--- START OF Document excerpt ---
Question

Help with determining convergence test. I cant figure out which test to use. I tried the Ratio test and it turns out realllllllllly ugly. I have a feeling that I am going to have to use comparison, but I am kinda stuck.. Here is the series..

\[\sum_{n=1}^{\infty}(2n+6)/\sqrt{6n^4+4n+4}\]

Answer 1

i would say sqrt(6n^4 is almost like sqrt3n^2 and one n would cancel and it would like like 1/n which diverges

Answer 2

but i could be very very wrong

Answer 3

Divide the top and bottom by n, so the top becomes 2+6/n and on the bottom (by dividing by n=sqrt(n^2)) you get sqrt(6n^2+4/n+4/n^2). As n goes to infinity the bottom has a positive n and the top has one factor less, meaning after each iteration (increasing n by 1) the sequence is getting smaller. It's converging, I believe.

Answer 4

lim would = 0 which would be convergent according to the test for divergence

Answer 5

it diverges...NoxiPro thinking is spot on. One could do a comparison test to prove this.

Answer 6

'Sum::div: Sum does not converge'

Mathematica 8.0 agrees with me ;)

Answer 7

he was on til after the 1/n part. As you go to infinity with something that has 1/n the sequence gets smaller with each iteration, which means it will converge to a point..

Answer 8

thanks zarkon.

Answer 9

1/n diverges because it is a harmonic series

Answer 10

he was doing a quick comparison with 1/n

\[\sum_{n=1}^\infty\frac{1}{n}\] diverges

Answer 11

Yes: http://en.wikipedia.org/wiki/Harmonic_series_(mathematics)

Answer 12

But what would i use to compare it to do comparison test

Answer 13

why does that diverge? That would be 1+.5+.25+.125...right..converging to 1..?
--- END OF Document excerpt ---
--- START OF Records shown ---
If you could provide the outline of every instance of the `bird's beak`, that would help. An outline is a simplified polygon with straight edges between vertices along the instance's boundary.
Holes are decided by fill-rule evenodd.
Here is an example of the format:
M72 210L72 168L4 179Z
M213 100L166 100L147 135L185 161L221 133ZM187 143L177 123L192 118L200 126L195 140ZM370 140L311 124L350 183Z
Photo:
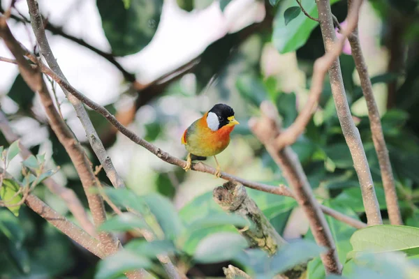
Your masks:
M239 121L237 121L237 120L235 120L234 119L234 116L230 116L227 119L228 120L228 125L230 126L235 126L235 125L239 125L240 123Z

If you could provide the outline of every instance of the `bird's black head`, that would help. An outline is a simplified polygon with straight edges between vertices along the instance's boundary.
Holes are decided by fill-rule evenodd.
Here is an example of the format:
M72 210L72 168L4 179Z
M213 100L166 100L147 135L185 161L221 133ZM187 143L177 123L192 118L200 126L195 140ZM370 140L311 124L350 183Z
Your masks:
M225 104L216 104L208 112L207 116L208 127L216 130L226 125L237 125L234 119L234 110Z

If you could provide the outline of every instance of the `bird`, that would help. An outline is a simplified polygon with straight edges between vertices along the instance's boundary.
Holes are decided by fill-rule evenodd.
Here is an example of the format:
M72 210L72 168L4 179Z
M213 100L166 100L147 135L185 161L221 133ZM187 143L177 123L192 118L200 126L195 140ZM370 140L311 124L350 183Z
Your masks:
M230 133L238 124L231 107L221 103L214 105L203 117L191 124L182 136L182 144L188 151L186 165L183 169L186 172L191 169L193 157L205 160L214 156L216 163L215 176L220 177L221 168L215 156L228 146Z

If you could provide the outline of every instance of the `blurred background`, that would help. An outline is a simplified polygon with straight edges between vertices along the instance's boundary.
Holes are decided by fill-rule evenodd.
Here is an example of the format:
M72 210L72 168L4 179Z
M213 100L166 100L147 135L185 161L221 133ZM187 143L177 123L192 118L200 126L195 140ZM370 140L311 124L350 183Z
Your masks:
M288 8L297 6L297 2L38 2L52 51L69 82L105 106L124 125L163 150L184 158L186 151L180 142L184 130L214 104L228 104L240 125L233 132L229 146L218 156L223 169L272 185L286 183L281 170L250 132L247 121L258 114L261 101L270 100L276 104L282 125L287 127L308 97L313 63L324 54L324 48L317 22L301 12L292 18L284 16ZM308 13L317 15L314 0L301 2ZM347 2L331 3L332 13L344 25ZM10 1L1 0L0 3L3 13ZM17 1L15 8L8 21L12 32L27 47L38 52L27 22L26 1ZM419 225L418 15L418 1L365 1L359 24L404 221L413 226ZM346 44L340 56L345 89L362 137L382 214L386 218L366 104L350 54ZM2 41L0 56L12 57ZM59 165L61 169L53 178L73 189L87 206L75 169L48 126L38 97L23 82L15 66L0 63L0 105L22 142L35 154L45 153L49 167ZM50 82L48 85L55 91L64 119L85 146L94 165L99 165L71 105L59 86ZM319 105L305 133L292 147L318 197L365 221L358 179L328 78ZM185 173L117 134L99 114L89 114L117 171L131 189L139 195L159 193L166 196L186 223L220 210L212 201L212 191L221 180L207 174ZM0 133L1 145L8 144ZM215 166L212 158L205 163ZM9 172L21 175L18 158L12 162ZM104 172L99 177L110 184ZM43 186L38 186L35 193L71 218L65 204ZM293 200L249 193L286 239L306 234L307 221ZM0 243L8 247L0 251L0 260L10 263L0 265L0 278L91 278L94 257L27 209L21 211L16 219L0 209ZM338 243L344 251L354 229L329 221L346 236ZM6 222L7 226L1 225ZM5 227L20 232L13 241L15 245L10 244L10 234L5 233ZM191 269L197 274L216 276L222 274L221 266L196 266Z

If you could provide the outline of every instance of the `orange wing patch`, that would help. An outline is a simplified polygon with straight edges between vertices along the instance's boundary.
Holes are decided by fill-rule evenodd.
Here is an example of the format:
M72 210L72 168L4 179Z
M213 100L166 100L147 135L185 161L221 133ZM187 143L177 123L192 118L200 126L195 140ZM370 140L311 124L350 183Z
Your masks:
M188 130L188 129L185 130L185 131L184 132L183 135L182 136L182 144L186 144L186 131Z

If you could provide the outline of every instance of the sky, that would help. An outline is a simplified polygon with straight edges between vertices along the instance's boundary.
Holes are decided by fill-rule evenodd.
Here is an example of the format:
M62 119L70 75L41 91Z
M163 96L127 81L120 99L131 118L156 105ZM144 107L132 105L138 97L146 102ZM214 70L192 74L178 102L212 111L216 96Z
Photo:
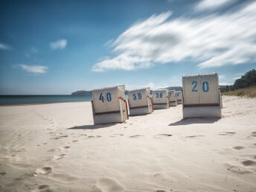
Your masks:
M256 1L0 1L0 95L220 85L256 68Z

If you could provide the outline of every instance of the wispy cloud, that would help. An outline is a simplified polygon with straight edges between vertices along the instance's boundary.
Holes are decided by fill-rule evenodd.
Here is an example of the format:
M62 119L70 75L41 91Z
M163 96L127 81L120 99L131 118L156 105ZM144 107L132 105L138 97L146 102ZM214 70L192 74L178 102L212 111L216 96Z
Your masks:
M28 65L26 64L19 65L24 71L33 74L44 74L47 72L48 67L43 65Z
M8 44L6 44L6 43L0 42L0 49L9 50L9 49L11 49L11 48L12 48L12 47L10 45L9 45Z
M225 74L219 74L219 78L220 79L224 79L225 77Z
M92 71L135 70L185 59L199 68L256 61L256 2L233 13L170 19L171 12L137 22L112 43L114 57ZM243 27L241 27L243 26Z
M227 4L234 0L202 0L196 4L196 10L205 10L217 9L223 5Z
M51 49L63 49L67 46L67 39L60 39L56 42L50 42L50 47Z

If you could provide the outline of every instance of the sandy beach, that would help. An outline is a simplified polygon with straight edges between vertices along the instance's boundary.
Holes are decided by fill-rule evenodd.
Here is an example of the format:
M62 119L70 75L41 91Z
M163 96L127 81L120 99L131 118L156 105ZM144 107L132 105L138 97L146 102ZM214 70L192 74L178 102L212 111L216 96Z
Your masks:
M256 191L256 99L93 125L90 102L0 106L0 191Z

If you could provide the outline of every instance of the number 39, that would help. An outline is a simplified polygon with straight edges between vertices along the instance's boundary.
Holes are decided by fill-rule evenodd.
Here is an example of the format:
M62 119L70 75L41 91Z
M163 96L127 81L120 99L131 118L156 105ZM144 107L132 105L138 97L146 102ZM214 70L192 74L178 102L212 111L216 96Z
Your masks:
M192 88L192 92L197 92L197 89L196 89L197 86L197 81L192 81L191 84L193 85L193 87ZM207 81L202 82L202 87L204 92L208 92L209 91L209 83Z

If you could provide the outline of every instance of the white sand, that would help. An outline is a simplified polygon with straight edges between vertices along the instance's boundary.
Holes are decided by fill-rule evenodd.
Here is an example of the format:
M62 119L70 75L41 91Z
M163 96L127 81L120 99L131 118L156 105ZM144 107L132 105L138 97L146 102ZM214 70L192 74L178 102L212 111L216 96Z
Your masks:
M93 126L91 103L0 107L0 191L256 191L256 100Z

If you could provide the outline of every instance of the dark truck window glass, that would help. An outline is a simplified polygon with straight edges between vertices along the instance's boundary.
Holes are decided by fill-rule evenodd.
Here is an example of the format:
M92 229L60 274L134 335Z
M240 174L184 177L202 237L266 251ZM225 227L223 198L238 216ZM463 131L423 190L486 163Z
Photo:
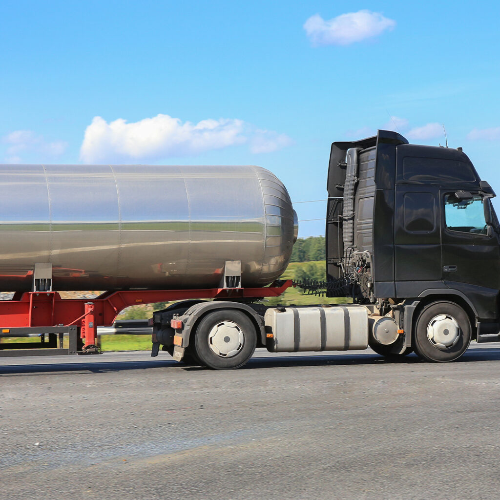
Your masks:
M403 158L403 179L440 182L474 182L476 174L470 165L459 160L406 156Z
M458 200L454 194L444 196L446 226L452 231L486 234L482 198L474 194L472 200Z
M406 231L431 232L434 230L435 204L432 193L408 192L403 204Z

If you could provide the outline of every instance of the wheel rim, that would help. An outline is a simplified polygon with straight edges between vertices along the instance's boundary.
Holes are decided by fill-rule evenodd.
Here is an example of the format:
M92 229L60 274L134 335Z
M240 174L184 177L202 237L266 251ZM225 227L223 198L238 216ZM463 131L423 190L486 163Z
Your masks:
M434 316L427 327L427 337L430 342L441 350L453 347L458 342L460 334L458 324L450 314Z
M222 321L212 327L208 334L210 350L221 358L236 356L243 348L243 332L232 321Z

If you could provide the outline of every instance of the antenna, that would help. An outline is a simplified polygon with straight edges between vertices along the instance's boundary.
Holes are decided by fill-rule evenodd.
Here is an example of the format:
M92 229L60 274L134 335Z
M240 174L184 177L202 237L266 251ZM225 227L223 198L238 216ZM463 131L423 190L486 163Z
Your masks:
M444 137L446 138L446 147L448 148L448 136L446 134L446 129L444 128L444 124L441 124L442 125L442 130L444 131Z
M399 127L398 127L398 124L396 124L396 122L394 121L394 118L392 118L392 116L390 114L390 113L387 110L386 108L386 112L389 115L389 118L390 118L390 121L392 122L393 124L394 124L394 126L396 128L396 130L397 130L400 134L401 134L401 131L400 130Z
--- END OF Records shown ---
--- START OF Records shown ---
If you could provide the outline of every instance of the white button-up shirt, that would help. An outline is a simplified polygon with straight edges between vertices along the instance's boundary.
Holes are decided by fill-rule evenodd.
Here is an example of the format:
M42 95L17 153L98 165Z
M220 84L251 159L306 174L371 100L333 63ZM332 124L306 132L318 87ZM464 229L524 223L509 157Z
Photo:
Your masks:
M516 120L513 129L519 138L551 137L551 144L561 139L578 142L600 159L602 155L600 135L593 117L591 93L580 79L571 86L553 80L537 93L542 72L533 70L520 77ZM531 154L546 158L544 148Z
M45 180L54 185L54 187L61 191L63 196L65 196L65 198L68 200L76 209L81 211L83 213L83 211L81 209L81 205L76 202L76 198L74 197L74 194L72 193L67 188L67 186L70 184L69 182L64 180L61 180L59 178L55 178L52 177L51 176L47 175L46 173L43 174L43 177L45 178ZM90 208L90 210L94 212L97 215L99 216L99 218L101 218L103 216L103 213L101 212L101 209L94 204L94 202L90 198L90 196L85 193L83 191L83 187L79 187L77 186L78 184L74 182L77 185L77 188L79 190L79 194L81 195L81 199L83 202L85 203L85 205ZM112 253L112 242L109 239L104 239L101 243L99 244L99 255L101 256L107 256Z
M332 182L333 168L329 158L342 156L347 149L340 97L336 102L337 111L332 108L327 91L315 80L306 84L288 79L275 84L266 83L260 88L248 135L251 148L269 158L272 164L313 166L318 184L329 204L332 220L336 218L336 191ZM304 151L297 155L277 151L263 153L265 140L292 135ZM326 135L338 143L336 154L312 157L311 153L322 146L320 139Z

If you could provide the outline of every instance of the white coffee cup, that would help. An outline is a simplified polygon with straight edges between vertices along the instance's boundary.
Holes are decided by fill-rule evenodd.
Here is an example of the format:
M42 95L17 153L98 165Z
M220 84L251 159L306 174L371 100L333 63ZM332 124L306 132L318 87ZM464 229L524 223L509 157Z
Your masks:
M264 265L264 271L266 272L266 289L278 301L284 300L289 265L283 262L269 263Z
--- END OF Records shown ---
[Task details]: In the forum thread about choosing a convergence test, which software and version does one reply cite as agreeing that the sum does not converge?

[Answer to the exercise]: Mathematica 8.0